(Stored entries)
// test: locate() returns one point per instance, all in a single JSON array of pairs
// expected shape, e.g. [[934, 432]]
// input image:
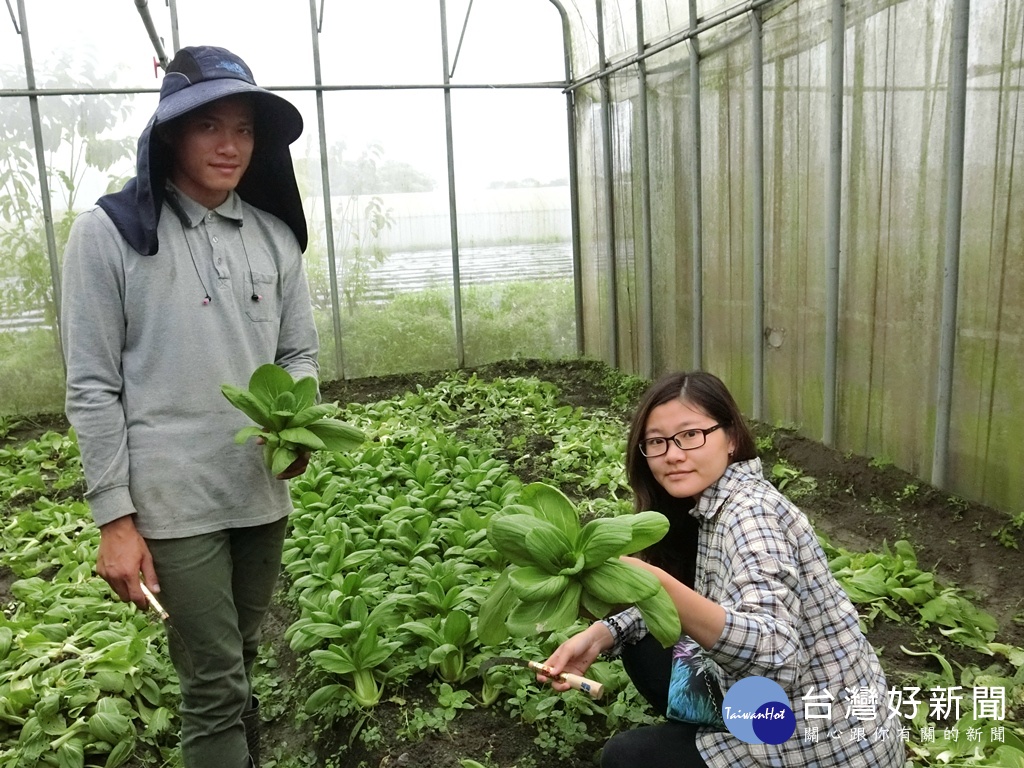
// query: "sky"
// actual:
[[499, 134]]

- Exercise requirements -
All entries should be given again exactly, except that pictures are to be excluded.

- Exercise result -
// test: locate() returns one point per instance, all in a single JSON array of pairs
// expected shape, e.g. [[934, 432]]
// input image:
// query: "sky"
// actual:
[[499, 134]]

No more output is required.